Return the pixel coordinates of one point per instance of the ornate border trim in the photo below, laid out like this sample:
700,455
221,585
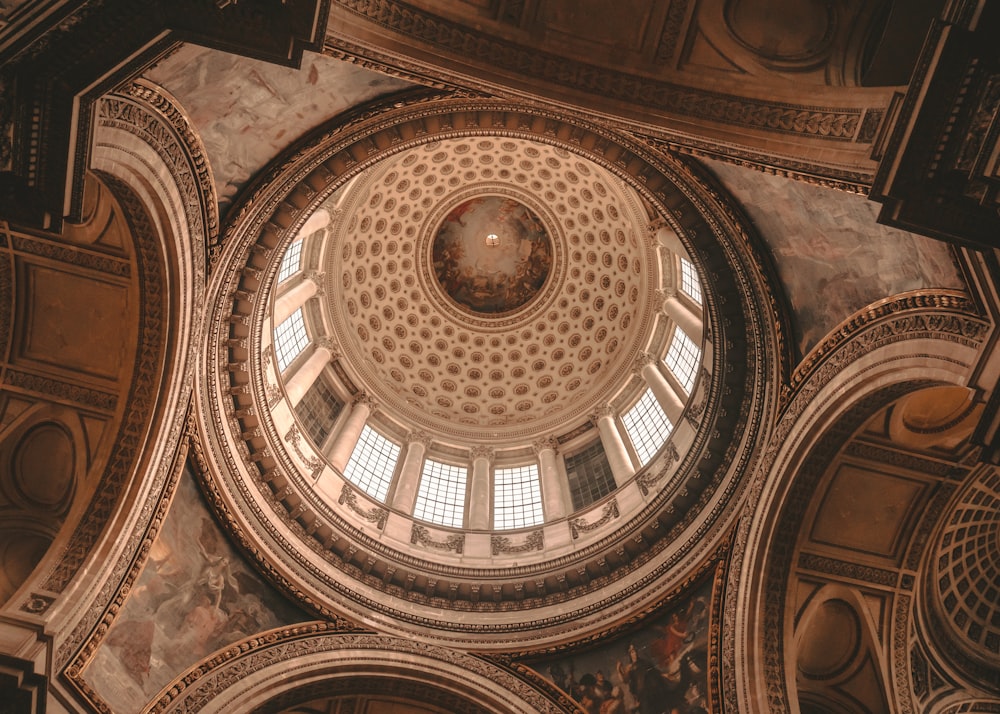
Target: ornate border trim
609,512
210,679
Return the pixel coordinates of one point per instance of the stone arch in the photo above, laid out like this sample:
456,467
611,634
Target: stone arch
267,670
852,375
248,461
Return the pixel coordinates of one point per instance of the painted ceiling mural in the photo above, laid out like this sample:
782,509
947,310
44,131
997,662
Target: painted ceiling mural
833,258
491,254
195,595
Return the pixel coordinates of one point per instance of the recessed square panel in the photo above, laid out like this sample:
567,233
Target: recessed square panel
76,322
866,510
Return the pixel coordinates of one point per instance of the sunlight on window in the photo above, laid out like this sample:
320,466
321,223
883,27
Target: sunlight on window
690,282
291,262
682,359
372,463
648,426
290,339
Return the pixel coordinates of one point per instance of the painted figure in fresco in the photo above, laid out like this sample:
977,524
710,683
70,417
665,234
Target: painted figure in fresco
645,682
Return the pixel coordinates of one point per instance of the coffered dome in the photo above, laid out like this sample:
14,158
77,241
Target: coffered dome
492,343
475,375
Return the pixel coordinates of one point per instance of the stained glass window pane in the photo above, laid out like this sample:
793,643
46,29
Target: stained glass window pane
517,497
682,359
372,463
441,496
648,426
290,339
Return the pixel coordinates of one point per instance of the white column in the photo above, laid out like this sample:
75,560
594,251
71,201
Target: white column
319,219
350,432
553,496
685,317
305,376
405,491
663,390
614,446
293,298
479,490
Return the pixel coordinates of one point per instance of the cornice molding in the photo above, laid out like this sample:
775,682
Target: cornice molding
692,503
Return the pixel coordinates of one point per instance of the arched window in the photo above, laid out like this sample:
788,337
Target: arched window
291,262
690,283
682,359
372,463
647,425
290,339
441,496
517,497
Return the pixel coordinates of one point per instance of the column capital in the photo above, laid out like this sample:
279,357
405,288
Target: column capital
604,410
548,442
656,224
483,452
329,344
643,360
364,399
419,437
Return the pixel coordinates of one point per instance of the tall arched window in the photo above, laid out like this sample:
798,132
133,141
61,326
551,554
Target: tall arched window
441,496
290,339
517,497
372,463
647,425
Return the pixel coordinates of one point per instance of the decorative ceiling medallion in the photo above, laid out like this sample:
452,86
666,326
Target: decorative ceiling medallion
490,289
491,254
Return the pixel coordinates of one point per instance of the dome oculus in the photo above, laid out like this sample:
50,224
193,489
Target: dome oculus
491,254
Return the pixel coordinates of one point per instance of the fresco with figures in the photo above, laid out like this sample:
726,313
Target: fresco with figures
194,596
660,669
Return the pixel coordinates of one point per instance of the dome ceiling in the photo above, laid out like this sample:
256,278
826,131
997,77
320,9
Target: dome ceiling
606,221
506,341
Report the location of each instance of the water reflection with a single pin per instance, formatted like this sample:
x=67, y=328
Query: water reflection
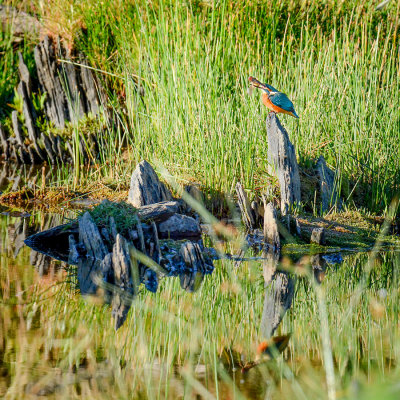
x=279, y=291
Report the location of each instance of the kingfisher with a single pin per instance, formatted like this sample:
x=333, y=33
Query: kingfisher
x=273, y=99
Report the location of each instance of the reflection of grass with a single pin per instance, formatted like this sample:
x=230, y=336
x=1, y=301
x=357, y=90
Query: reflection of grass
x=57, y=342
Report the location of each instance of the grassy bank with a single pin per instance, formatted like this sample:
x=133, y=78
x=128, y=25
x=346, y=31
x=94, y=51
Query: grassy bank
x=338, y=61
x=55, y=343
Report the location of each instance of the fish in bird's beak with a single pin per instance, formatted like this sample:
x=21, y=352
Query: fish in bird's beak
x=254, y=82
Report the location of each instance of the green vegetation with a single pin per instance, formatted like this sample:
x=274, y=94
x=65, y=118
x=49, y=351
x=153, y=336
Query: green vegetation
x=55, y=342
x=124, y=215
x=339, y=63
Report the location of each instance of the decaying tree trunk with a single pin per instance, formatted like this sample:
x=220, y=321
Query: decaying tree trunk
x=146, y=188
x=282, y=157
x=329, y=195
x=248, y=215
x=71, y=91
x=271, y=232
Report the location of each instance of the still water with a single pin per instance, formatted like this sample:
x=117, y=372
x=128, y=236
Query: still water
x=53, y=342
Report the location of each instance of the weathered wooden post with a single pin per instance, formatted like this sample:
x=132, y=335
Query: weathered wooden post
x=282, y=157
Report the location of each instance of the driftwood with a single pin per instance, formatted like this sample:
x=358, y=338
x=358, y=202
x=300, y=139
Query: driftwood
x=159, y=211
x=247, y=212
x=146, y=188
x=282, y=157
x=329, y=195
x=271, y=232
x=109, y=260
x=192, y=256
x=90, y=236
x=71, y=91
x=319, y=267
x=318, y=236
x=179, y=226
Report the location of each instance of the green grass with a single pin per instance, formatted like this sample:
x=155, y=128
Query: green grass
x=338, y=62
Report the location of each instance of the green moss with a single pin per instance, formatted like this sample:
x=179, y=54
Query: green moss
x=124, y=214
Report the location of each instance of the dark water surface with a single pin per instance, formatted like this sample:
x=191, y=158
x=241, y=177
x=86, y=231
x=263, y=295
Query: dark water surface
x=28, y=278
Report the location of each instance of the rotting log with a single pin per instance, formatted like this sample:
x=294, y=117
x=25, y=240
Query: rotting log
x=146, y=188
x=159, y=212
x=179, y=227
x=282, y=157
x=248, y=215
x=71, y=90
x=271, y=232
x=90, y=236
x=318, y=236
x=192, y=256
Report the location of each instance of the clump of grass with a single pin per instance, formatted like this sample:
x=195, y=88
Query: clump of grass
x=124, y=214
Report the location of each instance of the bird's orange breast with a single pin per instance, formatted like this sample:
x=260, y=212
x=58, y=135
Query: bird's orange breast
x=268, y=103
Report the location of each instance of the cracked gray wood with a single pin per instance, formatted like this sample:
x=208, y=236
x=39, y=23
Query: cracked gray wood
x=159, y=211
x=146, y=188
x=328, y=187
x=90, y=236
x=282, y=158
x=248, y=216
x=271, y=231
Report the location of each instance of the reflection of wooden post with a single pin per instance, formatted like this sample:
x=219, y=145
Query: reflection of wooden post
x=278, y=295
x=282, y=157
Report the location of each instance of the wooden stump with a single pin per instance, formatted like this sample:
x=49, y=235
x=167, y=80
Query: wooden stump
x=179, y=227
x=248, y=216
x=318, y=236
x=90, y=236
x=146, y=188
x=271, y=232
x=282, y=157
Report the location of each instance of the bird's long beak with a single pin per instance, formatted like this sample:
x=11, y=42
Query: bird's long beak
x=254, y=82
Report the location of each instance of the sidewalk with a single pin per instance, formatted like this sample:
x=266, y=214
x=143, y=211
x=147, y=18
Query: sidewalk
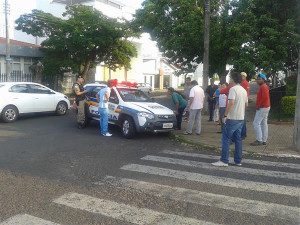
x=279, y=141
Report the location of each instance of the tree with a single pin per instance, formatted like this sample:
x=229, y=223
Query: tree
x=84, y=38
x=262, y=31
x=178, y=28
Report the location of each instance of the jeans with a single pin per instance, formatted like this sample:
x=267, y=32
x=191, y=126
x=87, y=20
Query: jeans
x=222, y=113
x=103, y=120
x=232, y=132
x=260, y=124
x=244, y=129
x=81, y=112
x=195, y=114
x=211, y=107
x=179, y=117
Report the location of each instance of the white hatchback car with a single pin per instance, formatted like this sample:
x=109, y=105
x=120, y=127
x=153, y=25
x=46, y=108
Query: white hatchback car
x=25, y=97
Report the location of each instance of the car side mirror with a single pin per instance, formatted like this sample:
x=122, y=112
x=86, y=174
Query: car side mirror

Prompt: Make an exact copy of the whole listing, but don't bring over any pictures.

Answer to this problem:
Return the pixel coordinates of one point per instance of the ornate border trim in the photo below, laid out like this sample:
700,455
221,585
Target: ornate border trim
609,512
210,679
Return the pixel coordinates of one point per instance of the stone arch in the photo above, laid out like this sample:
456,467
611,634
Target: stone arch
267,670
852,375
248,461
Return the pixel coordinates of one point per instance of the painted ceiling mural in the photo above, laid out like this sample:
782,509
947,310
44,131
997,662
Target: painted ceiling mural
833,258
491,254
195,595
Return the pixel coordinates of one point per instance of the recessed square panel in the photo above, laid out like this sample:
567,233
Target: recessed square panel
76,322
866,510
Return the pixel coordinates of one point per instance of the sunlight on window in the photo above, laid out like this sample:
320,466
321,223
883,27
Target: sunlight on window
690,282
291,262
682,359
372,463
648,426
290,339
Return the pixel coordinates of one point per instance of the painted figure in fresco in the photo above, laid out like this sample:
977,524
710,683
70,417
665,234
Target: painted figure in fresco
645,682
Return the pixel coordinates of one point per instance of the coffered dome in the photo above, laid out like this sample:
14,158
77,241
Target: coffered dome
492,343
475,375
Return the pixel coordinates of one point per instance of the stained glass window pane in the photo above, laid out like this sample:
793,643
46,29
Target: stained glass window pane
517,497
682,359
372,463
441,496
648,426
290,339
Return the pixel coordinates of one point per instance of the white column in the photo above, laid out like this sample:
75,560
594,251
71,201
Target: white column
319,219
350,432
553,496
685,317
305,376
405,491
663,390
614,446
293,298
479,490
Return the pixel coordinates of one point per instance of the cornice molding in the photo above, laid out like this sample:
775,682
Target: cornice molding
692,503
Return the pixel coordinates of one point per instance of the arched window in the photo above, laid out like this sample:
788,337
Target: arched window
291,262
690,283
682,359
372,463
647,425
290,339
441,496
517,497
Return the pixel coordinates of one point per instance of the column capital in the photo above, laid out like this sample:
279,357
405,288
Target: column capital
604,410
548,442
656,224
483,452
329,344
643,360
364,399
419,437
Return the pixel coordinates of one point per instance of the tall arched window in the photo above, laid out like this sample:
798,132
133,141
61,326
551,554
Target: tall arched window
441,496
290,339
517,497
372,463
647,425
Return the pixel coordinates of one point per instance of the decorative ceiling medallion in the photo above, laid out like this sample:
452,86
666,326
Target: decorative ceiling medallion
490,289
491,254
Return the pixel coordinates of one point per instance of the dome oculus in the photo above, laid out like this sample:
50,224
193,489
Target: dome oculus
491,254
Return the pixel coordinates of one point per instance of the fresco with figures in the photo above, laid out like this sample:
726,313
Target: fresco with figures
194,596
660,669
Return the pixel coordinates of one point per instance of the dome ceiling in the photo above, laid out like this sample:
256,278
826,131
997,77
320,9
Target: dome ceiling
606,221
506,341
Report the location of each instance of the water reflection with a single pin per instance, formatted like this sample:
x=67, y=328
Query: water reflection
x=279, y=291
Report the location of each instance of the kingfisher with a single pin per instance, formatted like this sample:
x=333, y=33
Query: kingfisher
x=273, y=99
Report the location of each instance of the reflection of grass with a single pin per instance, formatted like this sample:
x=230, y=336
x=1, y=301
x=357, y=90
Query: reflection of grass
x=57, y=342
Report the location of each instance of the grassy bank with a single pin per instance, formatted like this sample:
x=133, y=78
x=128, y=25
x=346, y=31
x=94, y=51
Query: grassy bank
x=338, y=61
x=55, y=343
Report the location of each instance of the fish in bird's beak with a single pin per instance, formatted like this sample:
x=21, y=352
Query: fish in bird's beak
x=254, y=82
Report the location of each instance of the green vegetation with a single pin per instance, formatted like this sample:
x=274, y=94
x=65, y=118
x=49, y=351
x=153, y=336
Query: green vegetation
x=55, y=342
x=124, y=215
x=339, y=63
Report the location of each instance of the decaying tree trunk with a single pin per instance, formatted like this sample:
x=220, y=321
Query: decaying tree trunk
x=146, y=188
x=282, y=157
x=329, y=195
x=248, y=215
x=71, y=91
x=271, y=232
Report the location of each instance of the still water with a single pin per instance, formatted like this sample:
x=117, y=372
x=128, y=236
Query: still water
x=53, y=342
Report the location of each instance of the weathered wooden post with a single pin per instance, formatted like this sample:
x=132, y=335
Query: weathered wooden post
x=282, y=157
Report the location of each instance of the driftwood with a single pin per instance, formatted like this sample:
x=358, y=338
x=358, y=202
x=300, y=139
Query: driftwood
x=159, y=211
x=247, y=212
x=146, y=188
x=282, y=157
x=329, y=195
x=271, y=232
x=109, y=260
x=192, y=256
x=90, y=236
x=71, y=91
x=319, y=267
x=318, y=236
x=179, y=226
Report the location of each instance of the green grass with a single pin per instance, formatted like this sample:
x=155, y=128
Query: green grass
x=338, y=62
Report the location of each instance of the green moss with a single pin per instance, formatted like this sample:
x=179, y=54
Query: green moss
x=124, y=214
Report the location of each instance of the dark water surface with a single pin per instance, formatted like this sample:
x=191, y=158
x=241, y=177
x=86, y=231
x=263, y=295
Query: dark water surface
x=28, y=278
Report the location of each instance of the rotting log with a single pin per instance, formatted like this sample:
x=294, y=117
x=25, y=240
Query: rotting log
x=146, y=188
x=159, y=212
x=179, y=227
x=282, y=157
x=248, y=215
x=71, y=90
x=271, y=232
x=90, y=236
x=318, y=236
x=192, y=256
Report the location of each instance of the clump of grass with a single pin per instance, formatted like this sample:
x=195, y=88
Query: clump of grass
x=124, y=214
Report the location of each instance of the bird's orange breast with a single pin per instance, formatted like this sample:
x=260, y=212
x=58, y=135
Query: bird's orange breast
x=268, y=103
Report the location of each instance of the cracked gray wood with a single pin per instance, formatted like this sample:
x=208, y=236
x=39, y=23
Query: cracked gray wood
x=159, y=211
x=146, y=188
x=328, y=187
x=90, y=236
x=282, y=158
x=248, y=216
x=271, y=231
Report the location of each instance of the reflection of wooden post with a single pin per instance, formatted like this sample:
x=219, y=145
Query: reflection of wooden post
x=278, y=295
x=282, y=157
Report the location of each instance of the wooden stump with a single pin per instance, formatted like this sample:
x=49, y=235
x=167, y=80
Query: wooden stump
x=179, y=227
x=248, y=216
x=318, y=236
x=90, y=236
x=146, y=188
x=271, y=232
x=282, y=157
Report the location of each instance of the bird's long beak with a single pin per instance, formatted like this sample:
x=11, y=42
Query: bird's long beak
x=254, y=82
Report the location of each instance of the sidewalk with a single pin per instance, formatted like this sample:
x=266, y=214
x=143, y=211
x=147, y=18
Query: sidewalk
x=279, y=141
Report the location of each instance of the tree with a single pin per instance, formatted like this sample:
x=229, y=223
Query: tree
x=84, y=38
x=262, y=31
x=178, y=28
Report the location of each instance of the jeans with a single pin per instance, formatted like this sample:
x=267, y=32
x=191, y=126
x=87, y=20
Query: jeans
x=222, y=113
x=103, y=120
x=232, y=132
x=260, y=124
x=244, y=129
x=81, y=112
x=195, y=114
x=211, y=107
x=179, y=117
Report the location of each instance of the white hatchback car with a single pin per instance, formatted like this sample:
x=109, y=105
x=120, y=127
x=153, y=25
x=46, y=108
Query: white hatchback car
x=25, y=97
Report the location of each instance of the car side mirror with a single pin per instance, formatted like this sample:
x=122, y=112
x=86, y=174
Query: car side mirror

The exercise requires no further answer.